Kevin DeShields

Oregon Lightning
- Position: Defensive lineman

Personal information
- Born: August 7, 2000 (age 25) Bridgeton, New Jersey, U.S.
- Listed height: 6 ft 3 in (1.91 m)
- Listed weight: 300 lb (136 kg)

Career information
- High school: Vineland (Cumberland County, New Jersey)
- College: Lackawanna (2018–2019); Delaware State (2020–2021);
- NFL draft: 2023: undrafted

= Kevin DeShields =

American football player (born 2000)

Kevin DeShields Jr. (born August 7, 2000), is an American football defensive lineman for the Oregon Lightning. He played college football for Lackawanna and Delaware State.

==Early life==
DeShields was born as one of six children, to Demetrias Fletcher and Kevin Deshields Sr. He has two brothers and three sisters. He attended Vineland High School where he played as a defensive tackle for the Vineland Bulldogs football team. By his senior year during the 2017-2018 season, DeShields totaled 43 tackles. His varsity performances during his junior and senior seasons also earned him letters. DeShields intended to enroll at his dream college of Rutgers University. However, his inferior grades prevented him from receiving any scholarship considerations.

### Data supplied
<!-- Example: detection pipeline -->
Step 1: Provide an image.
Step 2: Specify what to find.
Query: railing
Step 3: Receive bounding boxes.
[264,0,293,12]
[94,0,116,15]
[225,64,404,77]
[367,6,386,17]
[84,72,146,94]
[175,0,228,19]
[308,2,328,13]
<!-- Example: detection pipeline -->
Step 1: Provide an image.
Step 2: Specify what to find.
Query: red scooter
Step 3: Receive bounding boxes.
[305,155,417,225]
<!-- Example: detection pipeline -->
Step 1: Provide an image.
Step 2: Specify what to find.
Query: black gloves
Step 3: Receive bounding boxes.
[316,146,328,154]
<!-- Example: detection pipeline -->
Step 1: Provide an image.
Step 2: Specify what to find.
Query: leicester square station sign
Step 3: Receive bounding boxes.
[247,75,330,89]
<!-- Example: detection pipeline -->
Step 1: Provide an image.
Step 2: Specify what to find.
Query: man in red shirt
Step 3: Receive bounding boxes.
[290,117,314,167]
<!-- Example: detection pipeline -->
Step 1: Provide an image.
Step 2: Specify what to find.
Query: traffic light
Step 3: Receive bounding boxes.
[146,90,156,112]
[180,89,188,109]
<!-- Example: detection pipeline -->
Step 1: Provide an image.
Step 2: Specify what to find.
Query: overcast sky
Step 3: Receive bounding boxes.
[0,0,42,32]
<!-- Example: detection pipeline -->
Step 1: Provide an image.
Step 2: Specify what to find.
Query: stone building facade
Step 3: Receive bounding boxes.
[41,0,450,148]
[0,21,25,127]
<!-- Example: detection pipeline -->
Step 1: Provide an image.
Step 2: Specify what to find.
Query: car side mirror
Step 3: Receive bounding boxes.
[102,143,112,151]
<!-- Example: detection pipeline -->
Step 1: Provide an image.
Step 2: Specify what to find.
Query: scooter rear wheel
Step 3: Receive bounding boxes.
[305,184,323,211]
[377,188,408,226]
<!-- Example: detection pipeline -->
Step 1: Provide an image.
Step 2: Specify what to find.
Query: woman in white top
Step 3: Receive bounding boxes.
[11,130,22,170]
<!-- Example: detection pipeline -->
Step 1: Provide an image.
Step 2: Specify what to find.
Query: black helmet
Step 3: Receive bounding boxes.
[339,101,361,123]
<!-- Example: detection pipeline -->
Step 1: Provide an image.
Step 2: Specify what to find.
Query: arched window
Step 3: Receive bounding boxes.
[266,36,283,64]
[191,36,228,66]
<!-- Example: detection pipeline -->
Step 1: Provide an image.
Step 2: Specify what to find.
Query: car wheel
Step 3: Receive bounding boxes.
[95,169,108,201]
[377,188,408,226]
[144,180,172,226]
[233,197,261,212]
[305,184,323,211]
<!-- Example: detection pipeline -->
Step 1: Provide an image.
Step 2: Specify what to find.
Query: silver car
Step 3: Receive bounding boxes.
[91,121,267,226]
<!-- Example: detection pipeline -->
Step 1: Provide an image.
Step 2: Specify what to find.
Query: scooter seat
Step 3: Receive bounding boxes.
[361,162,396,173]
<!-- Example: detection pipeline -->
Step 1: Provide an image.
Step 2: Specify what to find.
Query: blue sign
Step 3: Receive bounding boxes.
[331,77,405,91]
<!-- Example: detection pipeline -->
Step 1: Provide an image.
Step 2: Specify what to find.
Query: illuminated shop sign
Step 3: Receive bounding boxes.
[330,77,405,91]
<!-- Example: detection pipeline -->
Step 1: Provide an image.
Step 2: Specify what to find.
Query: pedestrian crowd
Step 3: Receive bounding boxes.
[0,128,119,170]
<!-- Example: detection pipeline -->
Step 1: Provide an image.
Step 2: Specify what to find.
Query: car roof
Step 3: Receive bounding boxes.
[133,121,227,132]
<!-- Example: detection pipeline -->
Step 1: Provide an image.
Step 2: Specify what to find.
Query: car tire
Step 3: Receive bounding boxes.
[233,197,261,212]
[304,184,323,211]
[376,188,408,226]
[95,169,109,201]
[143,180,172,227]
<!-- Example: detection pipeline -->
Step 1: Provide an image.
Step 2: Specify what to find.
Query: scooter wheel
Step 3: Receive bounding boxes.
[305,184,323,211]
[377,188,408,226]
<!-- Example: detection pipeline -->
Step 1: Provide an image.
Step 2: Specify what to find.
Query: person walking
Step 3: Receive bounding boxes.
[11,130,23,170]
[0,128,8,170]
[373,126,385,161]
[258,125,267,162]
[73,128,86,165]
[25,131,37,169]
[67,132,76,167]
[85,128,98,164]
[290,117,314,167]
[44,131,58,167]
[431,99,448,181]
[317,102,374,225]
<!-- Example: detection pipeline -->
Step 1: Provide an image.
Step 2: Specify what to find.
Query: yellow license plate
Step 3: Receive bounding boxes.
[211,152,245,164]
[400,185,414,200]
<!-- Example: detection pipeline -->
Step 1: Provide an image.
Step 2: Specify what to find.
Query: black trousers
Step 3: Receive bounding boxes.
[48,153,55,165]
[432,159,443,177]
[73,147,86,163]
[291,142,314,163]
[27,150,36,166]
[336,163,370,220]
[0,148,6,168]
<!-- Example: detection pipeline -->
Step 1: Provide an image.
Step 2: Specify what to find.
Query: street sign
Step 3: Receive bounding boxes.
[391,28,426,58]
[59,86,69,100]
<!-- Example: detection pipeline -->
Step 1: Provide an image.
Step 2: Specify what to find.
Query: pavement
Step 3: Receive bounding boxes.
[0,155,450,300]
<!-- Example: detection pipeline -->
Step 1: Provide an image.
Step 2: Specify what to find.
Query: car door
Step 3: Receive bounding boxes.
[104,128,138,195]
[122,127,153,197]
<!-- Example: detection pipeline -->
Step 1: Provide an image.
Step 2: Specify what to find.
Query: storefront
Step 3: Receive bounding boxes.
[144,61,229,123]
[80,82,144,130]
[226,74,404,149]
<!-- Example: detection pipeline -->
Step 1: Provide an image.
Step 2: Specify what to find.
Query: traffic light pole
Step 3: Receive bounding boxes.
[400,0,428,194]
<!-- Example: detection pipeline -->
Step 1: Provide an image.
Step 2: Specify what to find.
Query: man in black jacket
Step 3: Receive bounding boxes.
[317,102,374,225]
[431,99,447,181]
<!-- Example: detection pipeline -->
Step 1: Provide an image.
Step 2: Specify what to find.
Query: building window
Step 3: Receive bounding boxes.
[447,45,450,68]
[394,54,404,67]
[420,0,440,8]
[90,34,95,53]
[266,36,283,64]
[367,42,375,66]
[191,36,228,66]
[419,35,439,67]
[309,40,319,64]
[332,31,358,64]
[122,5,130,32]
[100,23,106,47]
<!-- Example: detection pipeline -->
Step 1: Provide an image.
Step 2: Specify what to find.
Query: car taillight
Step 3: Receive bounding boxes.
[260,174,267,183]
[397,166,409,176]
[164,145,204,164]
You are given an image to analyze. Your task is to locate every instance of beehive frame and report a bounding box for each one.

### Instructions
A: In the Kevin DeShields article, copy the passage starting at "Kevin DeShields Jr." and ending at "any scholarship considerations.".
B: According to the Kevin DeShields article, how many tackles had DeShields totaled by his senior year in high school?

### Answers in order
A:
Kevin DeShields Jr. (born August 7, 2000), is an American football defensive lineman for the Oregon Lightning. He played college football for Lackawanna and Delaware State.

==Early life==
DeShields was born as one of six children, to Demetrias Fletcher and Kevin Deshields Sr. He has two brothers and three sisters. He attended Vineland High School where he played as a defensive tackle for the Vineland Bulldogs football team. By his senior year during the 2017-2018 season, DeShields totaled 43 tackles. His varsity performances during his junior and senior seasons also earned him letters. DeShields intended to enroll at his dream college of Rutgers University. However, his inferior grades prevented him from receiving any scholarship considerations.

B: 43 tackles